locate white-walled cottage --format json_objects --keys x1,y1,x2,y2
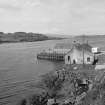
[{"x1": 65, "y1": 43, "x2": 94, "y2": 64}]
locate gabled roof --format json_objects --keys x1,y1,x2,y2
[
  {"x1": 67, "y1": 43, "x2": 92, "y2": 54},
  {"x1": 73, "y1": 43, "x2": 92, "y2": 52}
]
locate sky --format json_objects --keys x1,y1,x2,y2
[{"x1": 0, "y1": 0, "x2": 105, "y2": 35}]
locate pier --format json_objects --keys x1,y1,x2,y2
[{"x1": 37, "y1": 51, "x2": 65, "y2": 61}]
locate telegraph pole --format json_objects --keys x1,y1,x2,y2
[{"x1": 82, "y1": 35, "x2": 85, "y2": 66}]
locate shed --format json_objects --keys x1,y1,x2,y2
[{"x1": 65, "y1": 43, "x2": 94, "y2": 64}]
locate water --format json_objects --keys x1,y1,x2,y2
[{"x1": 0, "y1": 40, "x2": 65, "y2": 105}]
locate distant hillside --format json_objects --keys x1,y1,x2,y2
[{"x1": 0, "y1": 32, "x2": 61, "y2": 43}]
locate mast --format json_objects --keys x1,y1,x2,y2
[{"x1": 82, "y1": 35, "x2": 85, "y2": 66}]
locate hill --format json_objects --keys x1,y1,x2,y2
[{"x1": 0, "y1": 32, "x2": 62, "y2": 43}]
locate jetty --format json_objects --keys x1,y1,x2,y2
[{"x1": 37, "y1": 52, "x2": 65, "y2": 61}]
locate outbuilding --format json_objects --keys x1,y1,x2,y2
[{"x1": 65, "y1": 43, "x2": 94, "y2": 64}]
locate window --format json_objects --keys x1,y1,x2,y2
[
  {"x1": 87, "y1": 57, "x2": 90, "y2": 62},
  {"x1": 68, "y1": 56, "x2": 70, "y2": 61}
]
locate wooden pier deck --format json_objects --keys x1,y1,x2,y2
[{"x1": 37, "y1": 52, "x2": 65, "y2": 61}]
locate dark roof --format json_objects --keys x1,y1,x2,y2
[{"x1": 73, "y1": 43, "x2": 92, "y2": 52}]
--
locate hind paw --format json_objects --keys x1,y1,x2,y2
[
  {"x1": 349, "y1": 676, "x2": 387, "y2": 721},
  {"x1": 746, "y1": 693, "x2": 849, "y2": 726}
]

#### WORK INSTRUCTIONS:
Find each line in the entries above that contains the string "pier", and copy every such line.

#### OUTPUT FOR THIS EXERCISE:
locate pier --format json_objects --keys x1,y1,x2,y2
locate wooden pier deck --format json_objects --keys x1,y1,x2,y2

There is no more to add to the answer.